>> BEGIN Text excerpt

# Moving to HKG for 6 months - lots of questions!



## songbird02 (Oct 29, 2011)

Hi all,

I've just been offered a 6 month contract to come to Hong Kong from the USA with our operations partner in HKG. However, they are a small operation and have not ever hired an expat before and don't seem to know everything that needs to be done. They're willing to sponsor me, but they've asked me to do some research to figure out what's needed.

1. Can anyone tell me how to go about getting a 6 month work visa to come to Hong Kong from the USA? Where do I apply and what information/documentation is required? And if the job turns out to go longer, how easy is it to extend the work visa?


2. Also, as an expat, will I be required to pay Hong Kong taxes? How much are those and how does that work? 

3. Will I have access to HKG healthcare on a work visa?


Secondly, I'll need to find a place to leave that is CHEAP with easy access to transportation. However I don't know where to start. 

1. Are there particular neighborhoods where expats live? Where are the good parts of town to live with access to work? My office will be in Tsimshatsui. 

2. What should I expect to pay in rent & utilities per month?

>> END Text excerpt
>> BEGIN Material shown

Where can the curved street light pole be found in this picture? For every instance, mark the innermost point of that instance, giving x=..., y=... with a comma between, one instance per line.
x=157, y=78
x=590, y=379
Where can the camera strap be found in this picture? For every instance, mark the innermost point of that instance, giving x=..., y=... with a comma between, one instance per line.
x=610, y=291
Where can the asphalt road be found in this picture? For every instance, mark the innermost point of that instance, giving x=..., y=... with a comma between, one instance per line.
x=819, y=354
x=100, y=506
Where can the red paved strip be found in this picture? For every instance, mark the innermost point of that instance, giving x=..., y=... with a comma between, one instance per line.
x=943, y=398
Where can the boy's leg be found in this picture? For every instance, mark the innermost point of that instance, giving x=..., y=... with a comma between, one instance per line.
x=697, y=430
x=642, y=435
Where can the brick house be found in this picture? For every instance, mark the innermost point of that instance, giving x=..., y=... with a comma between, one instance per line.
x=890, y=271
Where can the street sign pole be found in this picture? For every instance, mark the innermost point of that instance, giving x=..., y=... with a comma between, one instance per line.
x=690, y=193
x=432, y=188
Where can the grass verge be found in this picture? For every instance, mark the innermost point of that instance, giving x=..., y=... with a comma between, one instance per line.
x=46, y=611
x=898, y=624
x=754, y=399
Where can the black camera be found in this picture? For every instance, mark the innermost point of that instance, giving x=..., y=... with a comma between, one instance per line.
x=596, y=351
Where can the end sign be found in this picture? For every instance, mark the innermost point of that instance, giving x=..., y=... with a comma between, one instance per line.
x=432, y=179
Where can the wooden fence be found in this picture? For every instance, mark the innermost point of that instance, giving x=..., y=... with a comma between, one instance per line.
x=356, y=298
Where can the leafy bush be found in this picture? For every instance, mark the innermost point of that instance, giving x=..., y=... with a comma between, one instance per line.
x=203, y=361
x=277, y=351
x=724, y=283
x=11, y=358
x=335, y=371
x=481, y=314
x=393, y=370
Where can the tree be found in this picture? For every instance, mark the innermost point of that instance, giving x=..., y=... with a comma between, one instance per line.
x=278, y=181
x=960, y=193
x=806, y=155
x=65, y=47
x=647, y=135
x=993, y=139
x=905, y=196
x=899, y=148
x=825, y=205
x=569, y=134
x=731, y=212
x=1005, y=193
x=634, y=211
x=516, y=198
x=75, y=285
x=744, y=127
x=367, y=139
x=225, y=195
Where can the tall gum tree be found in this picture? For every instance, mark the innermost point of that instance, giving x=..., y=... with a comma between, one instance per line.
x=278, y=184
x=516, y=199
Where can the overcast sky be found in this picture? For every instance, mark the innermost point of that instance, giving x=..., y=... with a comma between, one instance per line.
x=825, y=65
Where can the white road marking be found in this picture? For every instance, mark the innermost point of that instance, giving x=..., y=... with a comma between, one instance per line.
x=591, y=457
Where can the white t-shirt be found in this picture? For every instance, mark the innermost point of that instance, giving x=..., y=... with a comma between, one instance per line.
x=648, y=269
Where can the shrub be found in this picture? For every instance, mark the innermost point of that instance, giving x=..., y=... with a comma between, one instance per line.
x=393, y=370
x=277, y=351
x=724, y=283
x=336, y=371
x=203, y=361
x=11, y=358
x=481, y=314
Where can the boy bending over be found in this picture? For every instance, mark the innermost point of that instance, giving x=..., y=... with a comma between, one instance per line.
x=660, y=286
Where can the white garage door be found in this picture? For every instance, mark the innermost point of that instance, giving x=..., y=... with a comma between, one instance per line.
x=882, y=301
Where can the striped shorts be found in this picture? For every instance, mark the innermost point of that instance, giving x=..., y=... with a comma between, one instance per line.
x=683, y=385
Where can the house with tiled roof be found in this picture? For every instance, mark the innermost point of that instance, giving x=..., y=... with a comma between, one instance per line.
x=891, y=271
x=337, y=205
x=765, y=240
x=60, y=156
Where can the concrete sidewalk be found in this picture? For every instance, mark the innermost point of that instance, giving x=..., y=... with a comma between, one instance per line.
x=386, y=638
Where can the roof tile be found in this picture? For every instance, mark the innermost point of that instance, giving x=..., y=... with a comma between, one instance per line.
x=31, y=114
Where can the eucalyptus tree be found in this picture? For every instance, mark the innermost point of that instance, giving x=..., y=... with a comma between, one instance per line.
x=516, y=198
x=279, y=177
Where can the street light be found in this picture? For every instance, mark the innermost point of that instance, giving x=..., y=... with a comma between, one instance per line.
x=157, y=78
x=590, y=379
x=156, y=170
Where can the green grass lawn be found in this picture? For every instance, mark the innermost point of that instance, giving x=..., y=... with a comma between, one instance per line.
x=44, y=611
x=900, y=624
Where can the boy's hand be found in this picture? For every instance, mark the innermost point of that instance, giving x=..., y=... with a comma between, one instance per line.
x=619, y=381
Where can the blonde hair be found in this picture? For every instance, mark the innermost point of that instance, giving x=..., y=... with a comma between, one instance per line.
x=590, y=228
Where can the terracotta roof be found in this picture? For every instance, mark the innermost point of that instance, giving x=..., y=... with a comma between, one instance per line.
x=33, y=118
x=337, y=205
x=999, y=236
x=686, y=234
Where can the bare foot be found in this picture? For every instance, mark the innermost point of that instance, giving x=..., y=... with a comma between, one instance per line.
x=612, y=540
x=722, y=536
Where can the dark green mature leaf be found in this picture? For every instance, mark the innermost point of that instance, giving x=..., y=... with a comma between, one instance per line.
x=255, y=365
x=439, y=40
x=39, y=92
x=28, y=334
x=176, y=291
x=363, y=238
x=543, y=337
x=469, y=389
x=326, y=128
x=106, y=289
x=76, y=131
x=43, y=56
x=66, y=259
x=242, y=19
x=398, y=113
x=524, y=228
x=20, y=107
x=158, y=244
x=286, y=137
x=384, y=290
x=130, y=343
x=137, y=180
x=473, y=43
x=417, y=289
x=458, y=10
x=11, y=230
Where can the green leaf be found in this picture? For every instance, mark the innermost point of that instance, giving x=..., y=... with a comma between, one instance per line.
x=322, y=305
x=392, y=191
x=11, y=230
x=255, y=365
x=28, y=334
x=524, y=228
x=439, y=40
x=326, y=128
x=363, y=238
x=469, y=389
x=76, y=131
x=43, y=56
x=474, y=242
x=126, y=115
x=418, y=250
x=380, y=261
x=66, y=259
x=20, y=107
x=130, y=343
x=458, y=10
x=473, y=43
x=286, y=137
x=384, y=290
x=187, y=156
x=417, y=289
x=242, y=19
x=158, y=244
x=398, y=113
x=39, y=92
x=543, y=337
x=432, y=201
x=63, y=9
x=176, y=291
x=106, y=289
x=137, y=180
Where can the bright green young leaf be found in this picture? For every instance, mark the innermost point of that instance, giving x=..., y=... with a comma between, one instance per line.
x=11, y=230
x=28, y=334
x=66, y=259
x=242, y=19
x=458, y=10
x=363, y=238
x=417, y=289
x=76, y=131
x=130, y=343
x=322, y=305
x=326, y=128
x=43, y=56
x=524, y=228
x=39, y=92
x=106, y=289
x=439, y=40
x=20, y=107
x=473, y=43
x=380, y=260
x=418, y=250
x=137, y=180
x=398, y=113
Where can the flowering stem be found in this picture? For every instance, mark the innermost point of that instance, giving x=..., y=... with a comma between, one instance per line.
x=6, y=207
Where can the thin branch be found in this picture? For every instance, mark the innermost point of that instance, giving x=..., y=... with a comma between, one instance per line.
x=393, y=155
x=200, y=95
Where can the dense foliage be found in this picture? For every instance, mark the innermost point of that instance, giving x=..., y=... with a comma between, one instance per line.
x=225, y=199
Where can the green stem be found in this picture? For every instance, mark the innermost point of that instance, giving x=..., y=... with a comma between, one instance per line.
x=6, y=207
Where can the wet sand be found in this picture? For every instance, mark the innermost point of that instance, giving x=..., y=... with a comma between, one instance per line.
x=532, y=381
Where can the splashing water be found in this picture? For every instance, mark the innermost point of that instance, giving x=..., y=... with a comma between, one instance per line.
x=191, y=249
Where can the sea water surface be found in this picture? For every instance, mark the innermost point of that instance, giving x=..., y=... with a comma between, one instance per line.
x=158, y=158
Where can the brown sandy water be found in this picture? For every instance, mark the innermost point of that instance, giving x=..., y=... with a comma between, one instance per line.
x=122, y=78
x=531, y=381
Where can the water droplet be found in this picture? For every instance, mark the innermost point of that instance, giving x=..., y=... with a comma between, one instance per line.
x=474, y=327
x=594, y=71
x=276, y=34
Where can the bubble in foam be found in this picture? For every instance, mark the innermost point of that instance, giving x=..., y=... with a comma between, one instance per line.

>> END Material shown

Job: Please list every numbered item in the Hong Kong moving post, giving the first sentence of each. The lines aren't needed here.

Task output:
- Can anyone tell me how to go about getting a 6 month work visa to come to Hong Kong from the USA?
- Also, as an expat, will I be required to pay Hong Kong taxes?
- Will I have access to HKG healthcare on a work visa?
- Are there particular neighborhoods where expats live?
- What should I expect to pay in rent & utilities per month?